Github alerts on Inbox

A day or so ago, the product team at Google Inbox made some updates in terms of how the application handles email coming from Github. I think they made similar changes to Trello too but I haven’t been using Trello much (tbh I had forgotten about it and it looks like I set up my account 4 years ago) so this probably applies to Trello if you have teams using Trello and as a result, receive lots of emails from Trello. I don’t.

I am watching a dozen or so Github open source projects, however, none of them huge, but a couple of them are relatively active and generating email on a regular basis.

One of the reasons I liked Inbox was that it effectively sorted my email into stuff that was worth annoying me about and stuff that wasn’t. This means that for all those Facebook, Twitter and other automated and mass email sendings, my phone didn’t bother me and I could review those at my leisure, like waiting for stuff to cook or whatever. Github was sorted into the Forums post and this suited me because anyone who needs to check who has updated a Github repo on their phone while they are out is not really the sort of person I tend to consort with.

As of yesterday though, this has stopped. Inbox now informs me every single time I get an email from Github. The sad part about that – for me probably – is that there are a good deal more Github notifications yesterday for one project than a) usual and b) I get from human beings on a day to day basis. As a result, Inbox has been annoying me with Github alerts, alerts which I can only get rid of by unwatching the projects in Github. Amongst the things I cannot tell Inbox to do at the moment is not to send lock screen/audible alerts to the phone for Github originating email.

The way they bundled Github in the Inbox itself is nice. But I cannot understand why it occurred to no one in Google land that enforcing an audible/buzz alert on the phones without a way to switch that off was a stupid, stupid idea which had the potential to wreck Inbox utility for some users. As for anyone whose subscribed to a lot of Github projects, their phones must be going crazy. Mine was annoying because it meant that a buzz alert no longer meant that I’d gotten actual email from a human for the most part, only that someone somewhere had updated a Git repo. Essentially, my phone started crying wolf over the email it was receiving. It used to alert me to personal/potentially important email. Now it alerts me to definitely not urgent for me email, email I want to receive, but do not want a lockscreen alert for.

I sometimes think that people working in the tech sector work inside a bubble and do not have access to a diverse enough pool of users for testing purposes. The first thing I would have said to someone if I’d been testing this is “You have to give users the options to switch off audible and lock screen alerts for these things. For many people, they may represent non-essential, non-urgent email and you’re stripping away useful meaning of those alerts”.

Up to yesterday I knew that if my phone buzzed an email alert, it was probably something I needed to look at now. As of yesterday, now if it buzzes, it’s probably a Github alert. This does not improve my life.

Code Reviews

This piece on code reviews landed in my email via an O’Reilly newsletter this morning.

I’ve posted a brief response to it but I wanted to discuss it a little further here. One of the core issues with some code reviews is that they focus on optics rather than depth. How does this code look?

There are some valid reasons for having cosmetic requirements in place. Variable names should be meaningful, but in this day and age, that doesn’t mean they also have to be limited to an arbitrary number of characters. If someone wants to be a twerp about it, they will find a way of being a twerp about it no matter what rules you put in place.

However, the core reason for code reviews should be in terms of understanding what a particular bit of code is doing and whether it does it in the safest way possible. If you’re hung up on the number of tab spaces, then perhaps, you’re going to miss aspects of this. If you wind up with code that looks wonderful on the outside but is a 20 carat mess on the inside, well…your code review isn’t understanding what code is doing and it’s not identifying whether it is safe or possible.

• [Material supplied]
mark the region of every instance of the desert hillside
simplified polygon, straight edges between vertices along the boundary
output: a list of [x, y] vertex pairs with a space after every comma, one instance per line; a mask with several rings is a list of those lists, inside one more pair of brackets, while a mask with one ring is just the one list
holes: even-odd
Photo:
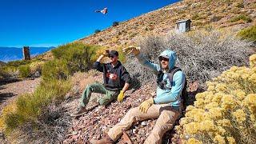
[[255, 25], [255, 0], [185, 0], [122, 22], [78, 41], [105, 46], [125, 46], [136, 36], [174, 31], [178, 20], [190, 19], [191, 30], [231, 28], [240, 30]]

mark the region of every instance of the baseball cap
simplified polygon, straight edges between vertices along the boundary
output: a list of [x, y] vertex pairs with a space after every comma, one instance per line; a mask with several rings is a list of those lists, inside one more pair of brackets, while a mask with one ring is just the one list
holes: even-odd
[[110, 56], [118, 56], [118, 52], [116, 50], [111, 50], [110, 52]]

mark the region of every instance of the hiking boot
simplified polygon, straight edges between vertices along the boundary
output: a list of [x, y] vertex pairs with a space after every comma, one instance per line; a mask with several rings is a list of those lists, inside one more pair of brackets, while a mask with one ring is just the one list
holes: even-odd
[[114, 141], [110, 138], [110, 136], [106, 136], [100, 140], [91, 140], [90, 141], [91, 144], [113, 144]]
[[77, 117], [77, 116], [81, 116], [83, 114], [86, 113], [87, 110], [85, 106], [81, 106], [78, 108], [78, 112], [75, 114], [71, 114], [72, 117]]

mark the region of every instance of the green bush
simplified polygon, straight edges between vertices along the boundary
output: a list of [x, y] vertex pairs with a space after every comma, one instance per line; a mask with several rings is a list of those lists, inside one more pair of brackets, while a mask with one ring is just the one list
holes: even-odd
[[44, 112], [44, 108], [52, 102], [63, 100], [70, 89], [70, 81], [50, 80], [43, 82], [34, 94], [26, 94], [18, 98], [17, 110], [5, 118], [7, 131], [17, 128], [26, 122], [35, 122]]
[[94, 31], [95, 34], [99, 33], [99, 32], [101, 32], [100, 30], [95, 30], [95, 31]]
[[66, 60], [55, 59], [46, 62], [42, 69], [42, 79], [66, 79], [70, 75], [67, 62]]
[[117, 26], [119, 25], [119, 22], [114, 22], [113, 24], [112, 24], [112, 26]]
[[85, 45], [81, 42], [70, 43], [52, 50], [57, 59], [66, 61], [70, 74], [87, 71], [96, 60], [95, 54], [100, 46]]
[[242, 30], [238, 34], [242, 39], [247, 39], [256, 42], [256, 26]]
[[238, 8], [244, 8], [243, 3], [238, 3], [237, 6], [237, 6]]
[[21, 78], [27, 78], [30, 74], [30, 65], [22, 65], [18, 66], [18, 71]]
[[238, 15], [238, 16], [235, 16], [235, 17], [234, 17], [234, 18], [232, 18], [230, 20], [230, 22], [238, 22], [238, 21], [239, 21], [239, 20], [243, 20], [243, 21], [245, 21], [246, 22], [252, 22], [252, 19], [250, 18], [250, 17], [248, 17], [248, 16], [246, 16], [246, 15], [243, 15], [243, 14], [242, 14], [242, 15]]

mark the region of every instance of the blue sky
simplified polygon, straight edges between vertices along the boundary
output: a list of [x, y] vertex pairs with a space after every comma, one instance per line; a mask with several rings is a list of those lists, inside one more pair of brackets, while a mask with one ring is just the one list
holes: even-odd
[[62, 45], [178, 1], [0, 0], [0, 46]]

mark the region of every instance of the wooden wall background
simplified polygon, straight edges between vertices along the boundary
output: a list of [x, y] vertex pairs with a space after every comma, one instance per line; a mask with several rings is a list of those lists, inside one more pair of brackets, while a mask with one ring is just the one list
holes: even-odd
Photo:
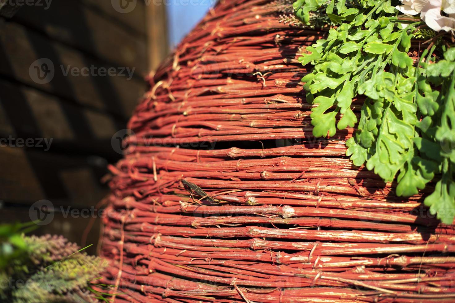
[[[42, 199], [80, 210], [102, 199], [106, 165], [121, 157], [112, 136], [125, 128], [146, 91], [144, 76], [168, 51], [163, 5], [138, 0], [131, 12], [121, 13], [111, 0], [54, 0], [47, 10], [11, 3], [0, 7], [0, 138], [53, 140], [47, 151], [0, 147], [0, 224], [30, 221], [30, 206]], [[43, 58], [56, 72], [40, 84], [29, 70]], [[61, 65], [136, 69], [127, 81], [66, 77]], [[35, 233], [61, 234], [81, 244], [90, 221], [57, 211]], [[88, 243], [96, 244], [98, 226], [96, 222]]]

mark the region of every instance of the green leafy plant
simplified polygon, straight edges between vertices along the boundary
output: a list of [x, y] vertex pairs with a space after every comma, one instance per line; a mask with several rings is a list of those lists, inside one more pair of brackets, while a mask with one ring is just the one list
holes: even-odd
[[[396, 179], [399, 196], [418, 194], [434, 179], [434, 191], [425, 203], [431, 213], [451, 224], [455, 48], [420, 19], [399, 16], [394, 7], [399, 2], [392, 2], [293, 3], [295, 16], [303, 23], [310, 22], [312, 12], [325, 9], [336, 25], [299, 58], [303, 65], [314, 65], [302, 79], [307, 101], [316, 105], [311, 114], [313, 134], [332, 136], [337, 129], [356, 127], [346, 143], [354, 164], [366, 163], [384, 181]], [[413, 40], [429, 37], [427, 49], [411, 49]], [[410, 51], [417, 57], [410, 57]], [[359, 117], [353, 110], [354, 99], [364, 99]]]
[[61, 236], [25, 236], [34, 225], [0, 225], [0, 301], [106, 301], [101, 290], [109, 286], [95, 280], [106, 261], [88, 255], [83, 251], [85, 248], [79, 249]]

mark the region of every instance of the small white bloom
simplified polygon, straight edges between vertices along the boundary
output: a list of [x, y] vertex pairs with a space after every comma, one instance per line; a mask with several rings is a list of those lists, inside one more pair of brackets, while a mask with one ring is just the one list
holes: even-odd
[[[401, 0], [398, 10], [408, 16], [420, 14], [420, 18], [434, 30], [455, 30], [455, 0]], [[441, 11], [449, 16], [443, 16]]]

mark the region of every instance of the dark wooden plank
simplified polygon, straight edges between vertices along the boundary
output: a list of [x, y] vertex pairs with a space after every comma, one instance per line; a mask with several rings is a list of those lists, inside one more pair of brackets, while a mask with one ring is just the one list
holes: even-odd
[[155, 70], [169, 53], [166, 6], [147, 6], [147, 35], [148, 67]]
[[24, 6], [13, 20], [116, 66], [134, 68], [140, 75], [147, 72], [145, 35], [131, 33], [79, 0], [54, 1], [39, 14], [36, 8]]
[[[106, 70], [118, 67], [103, 64], [61, 43], [50, 42], [22, 25], [4, 20], [1, 22], [1, 19], [0, 58], [0, 76], [125, 119], [130, 116], [146, 88], [142, 79], [128, 80], [127, 70], [123, 71], [125, 76], [75, 76], [71, 73], [66, 75], [68, 67], [81, 70], [93, 66], [94, 70], [99, 71], [101, 68]], [[36, 61], [42, 58], [48, 60]], [[46, 71], [54, 71], [53, 77], [52, 73], [45, 74], [40, 70], [45, 68], [43, 62], [47, 65]], [[41, 81], [38, 72], [41, 75], [48, 75], [48, 78]]]
[[[114, 1], [120, 4], [120, 0], [99, 1], [99, 0], [80, 0], [88, 7], [98, 10], [100, 12], [109, 16], [114, 20], [120, 21], [126, 26], [133, 29], [137, 32], [146, 35], [145, 26], [145, 4], [143, 0], [136, 1], [134, 9], [127, 13], [126, 11], [116, 10], [114, 5], [116, 5]], [[118, 23], [118, 22], [117, 22]]]
[[0, 17], [11, 18], [20, 8], [17, 3], [11, 1], [0, 1]]
[[100, 181], [107, 161], [32, 149], [0, 148], [0, 200], [31, 205], [43, 199], [56, 205], [96, 205], [108, 193]]
[[0, 137], [43, 138], [51, 152], [78, 152], [116, 159], [113, 135], [125, 128], [111, 115], [35, 89], [0, 79]]

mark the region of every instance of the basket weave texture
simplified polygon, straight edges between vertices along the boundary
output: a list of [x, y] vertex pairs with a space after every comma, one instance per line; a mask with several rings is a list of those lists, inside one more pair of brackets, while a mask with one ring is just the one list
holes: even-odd
[[220, 1], [150, 77], [111, 167], [116, 302], [454, 302], [453, 226], [353, 167], [353, 129], [312, 136], [296, 54], [324, 32], [269, 2]]

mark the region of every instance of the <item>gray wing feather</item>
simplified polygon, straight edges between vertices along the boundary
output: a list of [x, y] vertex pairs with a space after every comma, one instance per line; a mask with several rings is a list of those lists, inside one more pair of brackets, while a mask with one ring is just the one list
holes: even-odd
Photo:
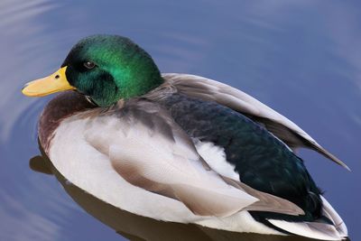
[[313, 149], [336, 163], [349, 170], [338, 158], [319, 145], [296, 124], [253, 97], [226, 84], [188, 74], [163, 74], [164, 79], [179, 92], [205, 100], [218, 102], [262, 124], [292, 149]]

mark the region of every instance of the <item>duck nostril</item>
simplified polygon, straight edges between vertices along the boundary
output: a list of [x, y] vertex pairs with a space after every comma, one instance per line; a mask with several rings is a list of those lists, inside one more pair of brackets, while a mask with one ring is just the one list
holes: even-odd
[[25, 85], [23, 87], [22, 90], [23, 90], [28, 85], [29, 85], [29, 83], [25, 84]]

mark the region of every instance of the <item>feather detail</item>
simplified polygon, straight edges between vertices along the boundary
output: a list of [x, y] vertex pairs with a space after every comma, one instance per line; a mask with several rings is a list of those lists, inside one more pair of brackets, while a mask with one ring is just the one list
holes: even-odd
[[296, 124], [241, 90], [195, 75], [169, 73], [163, 74], [162, 77], [167, 82], [174, 85], [180, 93], [218, 102], [262, 123], [291, 148], [307, 147], [313, 149], [349, 170], [342, 161], [320, 146]]

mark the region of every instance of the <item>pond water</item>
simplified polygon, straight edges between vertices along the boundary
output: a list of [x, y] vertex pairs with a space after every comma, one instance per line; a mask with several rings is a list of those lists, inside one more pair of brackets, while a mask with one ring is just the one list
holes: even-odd
[[116, 234], [79, 208], [53, 176], [29, 168], [29, 160], [40, 153], [37, 119], [52, 97], [25, 97], [21, 88], [58, 70], [70, 47], [93, 33], [130, 37], [162, 72], [223, 81], [296, 122], [352, 169], [310, 151], [300, 153], [351, 239], [361, 240], [360, 2], [240, 2], [2, 0], [0, 240], [146, 238], [134, 231], [136, 227], [160, 234], [159, 239], [165, 230], [175, 237], [235, 238], [192, 226], [134, 221], [127, 213], [122, 220], [128, 229]]

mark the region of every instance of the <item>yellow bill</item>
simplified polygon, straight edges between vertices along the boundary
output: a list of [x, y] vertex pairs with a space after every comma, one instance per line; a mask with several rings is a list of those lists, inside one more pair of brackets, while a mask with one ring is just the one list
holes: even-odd
[[66, 66], [62, 67], [48, 77], [27, 83], [23, 88], [23, 94], [27, 97], [44, 97], [59, 91], [75, 89], [67, 79], [66, 70]]

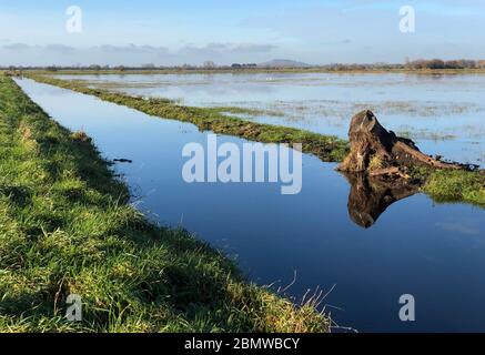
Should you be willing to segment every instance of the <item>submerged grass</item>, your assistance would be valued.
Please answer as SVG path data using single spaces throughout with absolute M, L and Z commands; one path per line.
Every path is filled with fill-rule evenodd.
M 303 143 L 304 153 L 314 154 L 325 162 L 342 161 L 348 153 L 347 142 L 336 136 L 246 121 L 221 113 L 223 108 L 185 106 L 166 99 L 144 99 L 102 89 L 91 89 L 80 81 L 65 81 L 44 75 L 30 75 L 29 78 L 41 83 L 94 95 L 101 100 L 122 104 L 150 115 L 189 122 L 195 124 L 201 131 L 235 135 L 262 143 Z M 230 111 L 236 110 L 230 108 Z
M 82 296 L 80 323 L 64 318 L 70 294 Z M 329 328 L 313 304 L 296 307 L 188 232 L 148 222 L 84 133 L 0 77 L 0 332 Z
M 427 173 L 423 191 L 434 201 L 466 202 L 485 207 L 485 174 L 436 170 Z
M 151 115 L 191 122 L 204 131 L 210 130 L 215 133 L 236 135 L 263 143 L 303 143 L 303 152 L 312 153 L 324 162 L 341 162 L 350 150 L 348 142 L 334 136 L 299 129 L 254 123 L 221 113 L 221 111 L 226 111 L 249 114 L 250 112 L 245 109 L 183 106 L 168 99 L 143 99 L 107 90 L 90 89 L 79 80 L 65 81 L 39 73 L 30 73 L 28 77 L 41 83 L 91 94 Z M 373 163 L 378 165 L 380 162 Z M 483 171 L 415 169 L 413 175 L 424 182 L 422 191 L 436 202 L 465 202 L 485 207 L 485 174 Z

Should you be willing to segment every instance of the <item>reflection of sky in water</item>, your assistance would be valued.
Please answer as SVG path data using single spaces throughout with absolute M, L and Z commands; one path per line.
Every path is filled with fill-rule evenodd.
M 193 125 L 20 83 L 60 123 L 85 130 L 104 156 L 133 160 L 117 170 L 142 196 L 140 207 L 238 255 L 253 280 L 287 285 L 296 271 L 290 292 L 299 297 L 336 285 L 326 303 L 342 311 L 329 310 L 361 331 L 485 331 L 485 211 L 414 195 L 363 230 L 348 219 L 345 179 L 309 155 L 303 191 L 294 196 L 274 184 L 186 184 L 182 148 L 206 139 Z M 398 321 L 405 293 L 416 297 L 414 324 Z
M 131 94 L 182 100 L 190 105 L 277 111 L 284 115 L 245 118 L 341 138 L 346 136 L 350 118 L 370 108 L 385 126 L 414 139 L 423 151 L 485 165 L 485 75 L 260 73 L 61 78 L 108 84 Z

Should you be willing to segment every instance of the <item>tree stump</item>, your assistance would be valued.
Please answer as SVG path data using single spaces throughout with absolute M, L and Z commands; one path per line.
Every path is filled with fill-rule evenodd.
M 406 168 L 463 169 L 422 153 L 412 140 L 398 138 L 381 125 L 372 111 L 354 115 L 348 131 L 351 153 L 337 170 L 373 176 L 407 178 Z
M 351 220 L 364 227 L 373 226 L 381 214 L 393 203 L 416 194 L 418 182 L 407 180 L 385 181 L 366 173 L 343 173 L 351 184 L 348 194 L 348 215 Z

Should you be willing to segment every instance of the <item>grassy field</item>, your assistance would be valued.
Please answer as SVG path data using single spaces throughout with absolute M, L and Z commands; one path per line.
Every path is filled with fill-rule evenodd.
M 166 69 L 59 69 L 52 70 L 23 70 L 26 74 L 41 75 L 129 75 L 129 74 L 251 74 L 251 73 L 335 73 L 335 74 L 386 74 L 386 73 L 403 73 L 403 74 L 423 74 L 423 75 L 446 75 L 446 74 L 485 74 L 484 68 L 477 69 L 344 69 L 335 70 L 321 67 L 309 68 L 216 68 L 216 69 L 184 69 L 184 68 L 166 68 Z
M 334 136 L 302 131 L 297 129 L 259 124 L 234 116 L 228 116 L 220 111 L 247 113 L 235 108 L 202 109 L 180 105 L 166 99 L 142 99 L 101 89 L 89 89 L 80 81 L 65 81 L 46 75 L 31 75 L 31 79 L 91 94 L 102 100 L 127 105 L 141 112 L 184 122 L 191 122 L 200 130 L 211 130 L 263 143 L 301 143 L 303 151 L 319 156 L 324 162 L 341 162 L 348 153 L 348 142 Z M 422 192 L 438 203 L 471 203 L 485 207 L 485 172 L 484 171 L 439 171 L 416 169 L 413 178 L 423 183 Z
M 70 294 L 80 323 L 64 318 Z M 149 223 L 85 134 L 0 75 L 0 332 L 329 332 L 315 302 L 296 307 Z
M 122 104 L 143 113 L 195 124 L 201 131 L 212 131 L 263 143 L 303 143 L 303 152 L 325 162 L 342 161 L 348 153 L 348 143 L 331 135 L 299 129 L 261 124 L 222 114 L 222 109 L 193 108 L 166 99 L 143 99 L 102 89 L 90 89 L 79 81 L 60 80 L 46 75 L 29 77 L 38 82 L 94 95 L 101 100 Z M 229 108 L 233 110 L 233 108 Z

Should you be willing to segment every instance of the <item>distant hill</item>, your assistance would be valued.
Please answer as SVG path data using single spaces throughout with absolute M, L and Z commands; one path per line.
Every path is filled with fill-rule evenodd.
M 262 68 L 307 68 L 307 67 L 312 67 L 312 65 L 310 65 L 307 63 L 303 63 L 303 62 L 297 62 L 294 60 L 289 60 L 289 59 L 274 59 L 274 60 L 271 60 L 269 62 L 257 64 L 257 67 L 262 67 Z

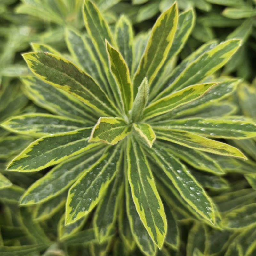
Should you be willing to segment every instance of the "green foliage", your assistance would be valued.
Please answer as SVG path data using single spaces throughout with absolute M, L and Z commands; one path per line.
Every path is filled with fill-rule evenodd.
M 218 74 L 240 66 L 253 10 L 242 0 L 82 2 L 15 6 L 36 21 L 36 42 L 23 54 L 29 70 L 0 61 L 0 254 L 253 255 L 255 86 Z M 191 9 L 210 17 L 218 4 L 221 26 L 238 21 L 220 43 L 202 39 L 212 29 L 202 16 L 195 25 Z M 152 29 L 134 35 L 158 7 Z M 18 36 L 11 51 L 12 31 L 8 65 L 28 47 Z M 238 85 L 240 112 L 228 98 Z

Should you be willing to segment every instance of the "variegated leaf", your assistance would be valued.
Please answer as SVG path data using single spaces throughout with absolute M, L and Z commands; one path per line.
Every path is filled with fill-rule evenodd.
M 114 145 L 131 132 L 131 127 L 122 118 L 100 117 L 92 131 L 90 142 L 101 141 Z

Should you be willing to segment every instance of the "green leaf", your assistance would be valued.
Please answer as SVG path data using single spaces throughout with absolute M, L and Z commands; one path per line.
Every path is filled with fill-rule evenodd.
M 109 90 L 108 95 L 112 97 L 114 95 L 117 105 L 120 107 L 120 97 L 117 88 L 108 68 L 108 61 L 106 50 L 105 40 L 115 46 L 109 28 L 96 6 L 91 1 L 85 0 L 84 1 L 83 14 L 86 30 L 102 62 L 109 82 L 111 90 Z
M 120 53 L 106 41 L 109 68 L 121 96 L 124 113 L 131 109 L 133 100 L 132 87 L 127 64 Z
M 91 129 L 79 129 L 38 139 L 13 159 L 7 169 L 39 171 L 93 148 L 98 144 L 88 142 Z
M 36 105 L 52 113 L 82 119 L 88 126 L 97 120 L 95 111 L 68 93 L 35 76 L 22 77 L 25 93 Z
M 225 173 L 218 161 L 206 153 L 179 144 L 161 143 L 159 145 L 162 145 L 173 155 L 195 168 L 217 175 Z
M 158 139 L 205 152 L 247 159 L 241 151 L 234 147 L 192 132 L 182 130 L 158 128 L 155 129 L 154 131 Z
M 224 226 L 229 228 L 242 228 L 255 225 L 256 203 L 248 204 L 228 212 L 223 220 Z
M 6 159 L 20 152 L 30 143 L 31 138 L 19 135 L 0 137 L 0 158 Z
M 90 74 L 101 89 L 107 92 L 108 85 L 102 73 L 100 61 L 92 40 L 85 34 L 67 28 L 66 41 L 69 52 L 80 67 Z
M 48 52 L 55 55 L 61 56 L 61 54 L 52 47 L 47 44 L 38 44 L 35 43 L 31 43 L 31 47 L 34 52 Z
M 154 243 L 161 248 L 167 231 L 164 207 L 142 148 L 133 140 L 127 146 L 127 175 L 138 214 Z
M 140 137 L 150 148 L 156 139 L 152 127 L 148 124 L 141 123 L 133 124 L 133 127 Z
M 160 99 L 145 108 L 144 117 L 148 119 L 162 115 L 195 100 L 203 96 L 214 84 L 211 83 L 191 85 Z
M 67 191 L 44 203 L 37 205 L 33 213 L 33 218 L 36 221 L 49 220 L 65 205 Z
M 90 142 L 101 141 L 114 145 L 131 132 L 125 121 L 119 117 L 100 117 L 93 128 Z
M 212 46 L 209 47 L 210 50 L 193 60 L 178 76 L 172 76 L 168 81 L 167 85 L 169 86 L 155 100 L 168 95 L 173 91 L 180 90 L 203 81 L 223 66 L 236 51 L 240 43 L 240 40 L 233 39 L 220 44 L 213 49 Z M 175 72 L 177 72 L 174 70 L 174 74 Z
M 159 146 L 155 149 L 155 154 L 150 153 L 182 198 L 197 213 L 214 224 L 215 213 L 212 201 L 185 166 Z
M 100 243 L 109 237 L 117 218 L 117 210 L 123 194 L 123 170 L 120 169 L 100 201 L 94 214 L 95 235 Z
M 234 117 L 228 119 L 223 117 L 214 119 L 189 118 L 173 119 L 159 122 L 158 126 L 169 129 L 182 130 L 194 132 L 202 136 L 211 138 L 244 139 L 256 136 L 256 124 L 251 120 L 238 120 Z
M 77 221 L 65 225 L 65 214 L 61 217 L 58 223 L 58 237 L 60 240 L 63 240 L 71 237 L 81 229 L 88 219 L 88 216 L 81 218 Z
M 116 115 L 116 107 L 100 87 L 71 62 L 44 52 L 23 56 L 32 72 L 44 82 L 67 92 L 101 114 Z
M 11 117 L 1 124 L 12 132 L 37 137 L 70 132 L 86 125 L 80 120 L 41 113 L 24 114 Z
M 256 15 L 256 10 L 252 7 L 244 8 L 226 8 L 222 13 L 225 17 L 231 19 L 242 19 Z
M 125 175 L 126 210 L 133 238 L 140 249 L 147 256 L 154 256 L 157 247 L 141 222 L 132 199 L 128 179 Z
M 203 253 L 205 252 L 208 245 L 207 235 L 204 225 L 197 222 L 195 223 L 188 233 L 186 248 L 188 256 L 193 256 L 194 254 L 193 251 L 195 248 L 197 248 L 202 253 L 202 255 L 207 255 L 206 252 L 205 254 Z
M 121 152 L 119 147 L 108 147 L 97 164 L 71 187 L 66 204 L 66 224 L 87 215 L 98 203 L 120 168 Z
M 12 182 L 5 176 L 0 173 L 0 189 L 9 188 L 12 185 Z
M 134 96 L 138 87 L 144 77 L 147 78 L 150 86 L 164 62 L 172 42 L 178 19 L 178 9 L 174 4 L 162 13 L 155 23 L 133 78 Z
M 148 80 L 145 78 L 138 89 L 138 92 L 132 107 L 129 113 L 130 117 L 133 122 L 139 121 L 144 108 L 148 99 L 149 88 Z
M 21 205 L 45 202 L 62 193 L 96 164 L 103 152 L 101 149 L 95 147 L 57 165 L 28 188 L 20 199 Z
M 172 46 L 168 52 L 164 63 L 152 83 L 149 98 L 150 100 L 156 96 L 162 87 L 166 77 L 169 76 L 170 67 L 175 56 L 180 51 L 187 42 L 194 27 L 195 14 L 190 9 L 179 15 L 177 28 Z
M 116 23 L 115 35 L 119 51 L 131 72 L 134 55 L 133 32 L 132 24 L 125 15 L 121 15 Z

• [Work required]
Translate this sentence from the source text into Spanish: "One of the reasons I liked Inbox was that it effectively sorted my email into stuff that was worth annoying me about and stuff that wasn't." The items are not needed for this exercise.

• [Solution to the exercise]
Una de las razones por las que me gustaba Inbox era que clasificaba eficazmente mi correo en cosas por las que valía la pena molestarme y cosas por las que no.